>> start Text provided
The report “reveals strategies that can elevate meeting quality, deepen member engagement, and strengthen governance practices,” highlighting the following key takeaways:
1. Improve presentation quality: Presenters should assume members have read pre-read materials and focus on summarizing key points to allow more time for discussion. Lengthy readouts of routine communications should be avoided. Chairs can enforce time limits and manage the agenda to ensure meaningful engagement.
2. Increase member engagement: Audit committee chairs play a key role in fostering discussion by encouraging participation, briefing members beforehand, and involving them in agenda setting. Engagement tends to decline during repetitive or highly technical topics but can be improved through active chair facilitation.
3. Enhance pre-read materials:While the quality of pre-read materials is generally considered adequate, the volume can be overwhelming. Encourage executive summaries with detail in appendices, along with highlighted changes and concise formats to aid comprehension and minimize legal risks. Timely delivery—ideally about a week in advance—is important for preparation.
4. Manage meeting time: With back-to-back scheduling of board and committee meetings, they should start and end promptly, focusing on discussions and priority topics. Allowing non-committee members to attend may extend meetings but can reduce committee reports in the full board meeting.
The respondents also referenced the following topics when answering questions about meeting effectiveness:
– Better leverage of internal audit: Many ACPR respondents and interviewees see untapped potential in internal audit, with some functions still centered on operational audits. In some instances, interviewees thought there were opportunities for the internal audit organization to provide more support to the external audit.
– Address cybersecurity oversight: Cybersecurity is recognized as a critical issue, with many audit committee members pursuing relevant training. Boards rely on senior management and specialized external consultants for their specialization, rather than appointing dedicated cybersecurity experts, due to the rapidly evolving nature of the field.
– Consider emerging technologies: Oversight of artificial intelligence is becoming more prevalent, with some industries further along than others. Quantum computing has not yet been addressed by many boards or audit committees but is identified as a topic needing future education and discussion.
On a separate note, I would like to offer my congratulations to my former SEC colleague Julie Bell Lindsay, who recently stepped down from the position of CEO of CAQ. During Julie’s tenure, CAQ has been an outstanding resource for auditors, public companies and audit committees. I wish Julie all the best in her future endeavors!
Yesterday marked the beginning of Well-Being Week in Law, which is hosted by the Institute for Well-Being in Law. As Meaghan notes in The Mentor Blog, this year’s theme is “Tending Joy: Joy Helps Us Thrive, Not Just Survive” and there are a variety of suggested activities for each day of the week. Each day focuses on a distinct dimension of holistic well-being for legal professionals centered around the overall theme. Today we are focused on Align (Spiritual Well-Being), and here are the suggested activities:
Nudges include living today in gratitude and service and spreading joy through acts of kindness. You can do this through looking for ways to be grateful and of service to others and to recognize joy in ordinary moments by trying out the following:
• Give wherever you go—including your time, attention, appreciation, advice, talents, and patience.
• Before every meeting, say to yourself: May my words and actions be for the benefit of those who are here.
>> end Text provided
- [The exercise]:
According to the blog post above, how far ahead of a meeting should pre-read materials ideally be delivered? The records have nothing to do with the blog post.
>> start Extracted data
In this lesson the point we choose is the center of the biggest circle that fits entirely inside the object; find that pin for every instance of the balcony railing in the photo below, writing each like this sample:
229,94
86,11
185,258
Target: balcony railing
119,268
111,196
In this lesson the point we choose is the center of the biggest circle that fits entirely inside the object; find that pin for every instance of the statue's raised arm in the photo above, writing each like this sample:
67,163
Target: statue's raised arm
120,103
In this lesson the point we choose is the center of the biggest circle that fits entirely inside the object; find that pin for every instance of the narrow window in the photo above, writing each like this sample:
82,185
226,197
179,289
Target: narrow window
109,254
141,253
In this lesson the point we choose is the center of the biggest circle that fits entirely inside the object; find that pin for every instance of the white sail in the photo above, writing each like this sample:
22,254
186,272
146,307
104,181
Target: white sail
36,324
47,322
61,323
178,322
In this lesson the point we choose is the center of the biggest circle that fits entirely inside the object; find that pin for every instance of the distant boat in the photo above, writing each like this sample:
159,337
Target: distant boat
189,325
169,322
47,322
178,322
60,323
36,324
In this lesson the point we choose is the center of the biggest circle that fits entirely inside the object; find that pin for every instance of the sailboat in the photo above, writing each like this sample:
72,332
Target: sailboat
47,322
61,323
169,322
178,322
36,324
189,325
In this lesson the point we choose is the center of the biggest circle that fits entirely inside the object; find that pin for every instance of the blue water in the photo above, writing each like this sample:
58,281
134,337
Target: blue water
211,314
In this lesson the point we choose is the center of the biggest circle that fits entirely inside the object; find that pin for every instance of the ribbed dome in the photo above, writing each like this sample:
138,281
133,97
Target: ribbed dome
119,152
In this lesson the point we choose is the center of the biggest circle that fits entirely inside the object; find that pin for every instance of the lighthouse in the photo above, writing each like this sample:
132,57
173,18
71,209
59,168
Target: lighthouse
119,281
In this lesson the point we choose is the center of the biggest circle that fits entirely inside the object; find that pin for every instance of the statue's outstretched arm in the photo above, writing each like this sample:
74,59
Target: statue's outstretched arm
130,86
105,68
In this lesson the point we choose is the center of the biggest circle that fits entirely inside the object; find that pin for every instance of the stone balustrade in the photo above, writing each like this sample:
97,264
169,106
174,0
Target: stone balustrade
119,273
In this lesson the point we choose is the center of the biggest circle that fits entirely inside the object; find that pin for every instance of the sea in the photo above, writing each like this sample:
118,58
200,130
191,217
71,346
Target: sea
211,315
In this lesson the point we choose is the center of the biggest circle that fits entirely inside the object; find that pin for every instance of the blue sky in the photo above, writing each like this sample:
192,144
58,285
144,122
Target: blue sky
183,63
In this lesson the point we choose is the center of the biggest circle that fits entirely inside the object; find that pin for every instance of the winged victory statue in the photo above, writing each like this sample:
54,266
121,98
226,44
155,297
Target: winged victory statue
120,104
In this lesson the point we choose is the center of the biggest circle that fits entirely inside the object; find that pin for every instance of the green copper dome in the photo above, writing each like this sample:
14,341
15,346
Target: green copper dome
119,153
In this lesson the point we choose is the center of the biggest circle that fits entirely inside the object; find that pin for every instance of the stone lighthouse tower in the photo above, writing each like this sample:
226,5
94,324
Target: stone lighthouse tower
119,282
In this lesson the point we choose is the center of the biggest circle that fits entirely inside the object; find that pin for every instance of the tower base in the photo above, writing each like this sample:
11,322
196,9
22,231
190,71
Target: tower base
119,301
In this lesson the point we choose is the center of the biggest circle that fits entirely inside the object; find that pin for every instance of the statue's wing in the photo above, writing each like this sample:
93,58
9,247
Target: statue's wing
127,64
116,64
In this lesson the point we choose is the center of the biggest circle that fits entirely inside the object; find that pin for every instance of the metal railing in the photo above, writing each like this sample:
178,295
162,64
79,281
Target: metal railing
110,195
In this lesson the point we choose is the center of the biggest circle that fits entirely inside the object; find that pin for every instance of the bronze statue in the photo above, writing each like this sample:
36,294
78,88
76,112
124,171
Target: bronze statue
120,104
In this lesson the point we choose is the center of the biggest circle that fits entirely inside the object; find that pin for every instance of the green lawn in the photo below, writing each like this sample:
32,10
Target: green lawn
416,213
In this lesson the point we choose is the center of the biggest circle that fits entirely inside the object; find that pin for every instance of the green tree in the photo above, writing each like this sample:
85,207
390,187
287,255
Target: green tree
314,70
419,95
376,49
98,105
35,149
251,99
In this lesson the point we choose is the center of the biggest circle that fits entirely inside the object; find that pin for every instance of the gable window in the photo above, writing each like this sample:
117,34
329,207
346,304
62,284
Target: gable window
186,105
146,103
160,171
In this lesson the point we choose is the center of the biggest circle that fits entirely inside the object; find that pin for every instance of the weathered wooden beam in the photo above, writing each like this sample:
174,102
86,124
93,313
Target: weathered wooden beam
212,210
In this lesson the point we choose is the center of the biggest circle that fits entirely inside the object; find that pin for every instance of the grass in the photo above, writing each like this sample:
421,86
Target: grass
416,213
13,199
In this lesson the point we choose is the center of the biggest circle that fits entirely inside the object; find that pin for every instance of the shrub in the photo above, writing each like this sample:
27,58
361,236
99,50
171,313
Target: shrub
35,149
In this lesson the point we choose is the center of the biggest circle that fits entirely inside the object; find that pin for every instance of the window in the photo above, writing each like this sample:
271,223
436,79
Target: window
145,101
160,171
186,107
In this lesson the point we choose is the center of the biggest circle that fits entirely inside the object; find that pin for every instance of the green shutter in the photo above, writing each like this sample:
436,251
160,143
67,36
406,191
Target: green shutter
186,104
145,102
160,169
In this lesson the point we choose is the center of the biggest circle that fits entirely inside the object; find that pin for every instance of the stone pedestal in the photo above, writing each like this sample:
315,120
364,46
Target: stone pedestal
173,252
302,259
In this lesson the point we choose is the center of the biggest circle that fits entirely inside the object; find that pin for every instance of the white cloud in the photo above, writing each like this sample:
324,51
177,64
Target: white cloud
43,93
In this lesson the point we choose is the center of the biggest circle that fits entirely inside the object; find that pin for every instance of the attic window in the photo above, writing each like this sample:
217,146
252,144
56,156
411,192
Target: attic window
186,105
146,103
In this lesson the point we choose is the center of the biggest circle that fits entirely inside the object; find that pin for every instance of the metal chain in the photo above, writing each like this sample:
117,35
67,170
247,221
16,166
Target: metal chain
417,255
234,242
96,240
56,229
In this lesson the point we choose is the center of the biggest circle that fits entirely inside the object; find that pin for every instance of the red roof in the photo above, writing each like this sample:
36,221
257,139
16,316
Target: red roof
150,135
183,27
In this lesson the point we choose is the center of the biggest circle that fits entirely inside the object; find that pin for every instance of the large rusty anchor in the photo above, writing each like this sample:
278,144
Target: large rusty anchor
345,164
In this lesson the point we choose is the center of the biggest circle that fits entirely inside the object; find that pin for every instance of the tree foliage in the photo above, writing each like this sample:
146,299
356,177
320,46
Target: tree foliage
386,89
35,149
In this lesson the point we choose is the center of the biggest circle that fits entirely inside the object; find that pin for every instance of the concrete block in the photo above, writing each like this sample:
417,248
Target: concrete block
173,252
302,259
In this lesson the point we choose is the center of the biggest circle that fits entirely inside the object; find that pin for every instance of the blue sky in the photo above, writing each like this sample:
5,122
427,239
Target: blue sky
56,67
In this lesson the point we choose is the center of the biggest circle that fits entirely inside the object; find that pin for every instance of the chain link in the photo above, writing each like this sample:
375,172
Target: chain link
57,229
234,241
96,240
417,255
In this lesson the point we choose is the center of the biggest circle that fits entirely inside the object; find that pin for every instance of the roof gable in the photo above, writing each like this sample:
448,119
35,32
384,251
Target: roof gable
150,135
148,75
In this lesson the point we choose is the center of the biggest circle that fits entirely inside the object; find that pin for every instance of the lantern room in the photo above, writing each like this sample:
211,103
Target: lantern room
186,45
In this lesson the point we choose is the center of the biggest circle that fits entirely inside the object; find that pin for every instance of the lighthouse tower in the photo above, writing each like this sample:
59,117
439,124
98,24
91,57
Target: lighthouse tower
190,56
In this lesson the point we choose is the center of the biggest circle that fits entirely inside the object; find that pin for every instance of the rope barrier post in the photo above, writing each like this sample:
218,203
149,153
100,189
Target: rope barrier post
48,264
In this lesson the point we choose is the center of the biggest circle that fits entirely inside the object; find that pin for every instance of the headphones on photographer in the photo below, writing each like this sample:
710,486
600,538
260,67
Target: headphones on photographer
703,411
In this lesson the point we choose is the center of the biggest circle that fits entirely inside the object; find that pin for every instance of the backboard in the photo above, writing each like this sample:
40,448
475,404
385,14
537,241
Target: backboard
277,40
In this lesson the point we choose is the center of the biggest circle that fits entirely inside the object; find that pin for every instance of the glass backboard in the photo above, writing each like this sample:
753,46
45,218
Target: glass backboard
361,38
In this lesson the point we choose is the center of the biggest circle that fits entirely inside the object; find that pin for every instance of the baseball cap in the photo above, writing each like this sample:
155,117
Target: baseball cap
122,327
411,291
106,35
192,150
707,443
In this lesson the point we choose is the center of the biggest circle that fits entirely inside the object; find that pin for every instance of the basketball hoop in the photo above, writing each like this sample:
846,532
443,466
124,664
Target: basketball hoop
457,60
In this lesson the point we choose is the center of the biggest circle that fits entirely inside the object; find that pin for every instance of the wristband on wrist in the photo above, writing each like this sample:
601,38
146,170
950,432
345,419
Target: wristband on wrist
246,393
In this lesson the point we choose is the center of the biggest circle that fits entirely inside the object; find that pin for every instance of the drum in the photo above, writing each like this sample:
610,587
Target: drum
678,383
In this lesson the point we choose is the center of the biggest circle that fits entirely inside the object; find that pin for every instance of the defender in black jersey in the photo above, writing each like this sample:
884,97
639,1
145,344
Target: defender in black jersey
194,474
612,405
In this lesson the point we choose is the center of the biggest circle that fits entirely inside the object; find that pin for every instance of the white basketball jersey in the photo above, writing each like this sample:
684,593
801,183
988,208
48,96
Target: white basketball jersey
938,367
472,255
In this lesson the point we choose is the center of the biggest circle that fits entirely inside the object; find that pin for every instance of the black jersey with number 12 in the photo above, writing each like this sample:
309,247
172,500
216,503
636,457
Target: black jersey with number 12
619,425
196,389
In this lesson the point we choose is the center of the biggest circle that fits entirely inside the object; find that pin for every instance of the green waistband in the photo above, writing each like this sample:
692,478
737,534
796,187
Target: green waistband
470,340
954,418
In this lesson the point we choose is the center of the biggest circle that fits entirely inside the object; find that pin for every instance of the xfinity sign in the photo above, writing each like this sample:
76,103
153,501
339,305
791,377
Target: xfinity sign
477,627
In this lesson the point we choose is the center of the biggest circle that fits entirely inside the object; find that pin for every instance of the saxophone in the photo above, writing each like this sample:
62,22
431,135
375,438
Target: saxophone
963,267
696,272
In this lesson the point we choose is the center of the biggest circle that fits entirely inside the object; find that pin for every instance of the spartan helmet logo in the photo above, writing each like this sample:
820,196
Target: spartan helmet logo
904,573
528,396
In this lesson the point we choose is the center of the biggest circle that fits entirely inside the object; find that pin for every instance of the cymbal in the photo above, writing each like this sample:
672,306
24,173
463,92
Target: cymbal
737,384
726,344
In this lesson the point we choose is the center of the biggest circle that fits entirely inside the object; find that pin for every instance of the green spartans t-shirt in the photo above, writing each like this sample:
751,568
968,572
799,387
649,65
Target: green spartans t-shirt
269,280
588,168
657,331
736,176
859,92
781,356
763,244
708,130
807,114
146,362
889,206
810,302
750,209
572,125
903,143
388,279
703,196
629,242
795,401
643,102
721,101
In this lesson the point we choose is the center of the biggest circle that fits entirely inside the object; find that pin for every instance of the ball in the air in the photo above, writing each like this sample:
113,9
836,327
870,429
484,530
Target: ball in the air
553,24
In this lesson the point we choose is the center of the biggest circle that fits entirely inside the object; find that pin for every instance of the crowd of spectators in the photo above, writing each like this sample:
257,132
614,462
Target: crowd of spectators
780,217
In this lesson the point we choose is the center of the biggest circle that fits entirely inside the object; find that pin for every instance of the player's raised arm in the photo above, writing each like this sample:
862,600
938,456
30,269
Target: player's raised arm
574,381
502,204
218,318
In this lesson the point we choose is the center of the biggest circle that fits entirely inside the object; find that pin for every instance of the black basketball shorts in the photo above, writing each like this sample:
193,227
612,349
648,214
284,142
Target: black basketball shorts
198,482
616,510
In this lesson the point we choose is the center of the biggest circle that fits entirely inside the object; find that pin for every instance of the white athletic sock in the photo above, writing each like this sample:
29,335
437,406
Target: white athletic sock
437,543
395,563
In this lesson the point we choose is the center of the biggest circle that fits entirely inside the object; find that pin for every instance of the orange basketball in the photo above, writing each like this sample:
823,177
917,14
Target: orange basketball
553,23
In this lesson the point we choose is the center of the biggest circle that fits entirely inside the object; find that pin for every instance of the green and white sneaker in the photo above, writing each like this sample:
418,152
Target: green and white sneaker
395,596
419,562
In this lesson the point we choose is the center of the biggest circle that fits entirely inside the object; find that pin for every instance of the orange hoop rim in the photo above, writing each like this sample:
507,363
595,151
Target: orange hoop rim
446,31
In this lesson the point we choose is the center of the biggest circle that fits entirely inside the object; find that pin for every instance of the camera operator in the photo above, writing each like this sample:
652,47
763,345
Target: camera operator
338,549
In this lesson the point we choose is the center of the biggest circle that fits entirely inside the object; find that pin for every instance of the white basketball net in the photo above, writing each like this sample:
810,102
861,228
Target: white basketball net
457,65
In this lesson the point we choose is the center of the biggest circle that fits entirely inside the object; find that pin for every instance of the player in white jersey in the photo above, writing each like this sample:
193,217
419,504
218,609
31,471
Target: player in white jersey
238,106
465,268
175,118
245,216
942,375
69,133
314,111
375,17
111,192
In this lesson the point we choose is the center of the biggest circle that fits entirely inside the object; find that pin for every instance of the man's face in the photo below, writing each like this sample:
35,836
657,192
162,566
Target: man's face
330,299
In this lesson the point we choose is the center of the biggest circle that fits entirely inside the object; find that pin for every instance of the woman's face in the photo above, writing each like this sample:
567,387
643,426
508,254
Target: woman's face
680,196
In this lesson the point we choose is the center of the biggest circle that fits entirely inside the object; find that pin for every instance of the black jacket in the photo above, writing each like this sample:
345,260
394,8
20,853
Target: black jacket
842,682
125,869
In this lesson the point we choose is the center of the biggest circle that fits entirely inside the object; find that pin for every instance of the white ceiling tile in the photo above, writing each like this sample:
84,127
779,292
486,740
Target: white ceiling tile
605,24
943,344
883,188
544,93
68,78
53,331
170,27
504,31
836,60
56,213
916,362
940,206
>> end Extracted data
- [Task solution]:
About a week in advance.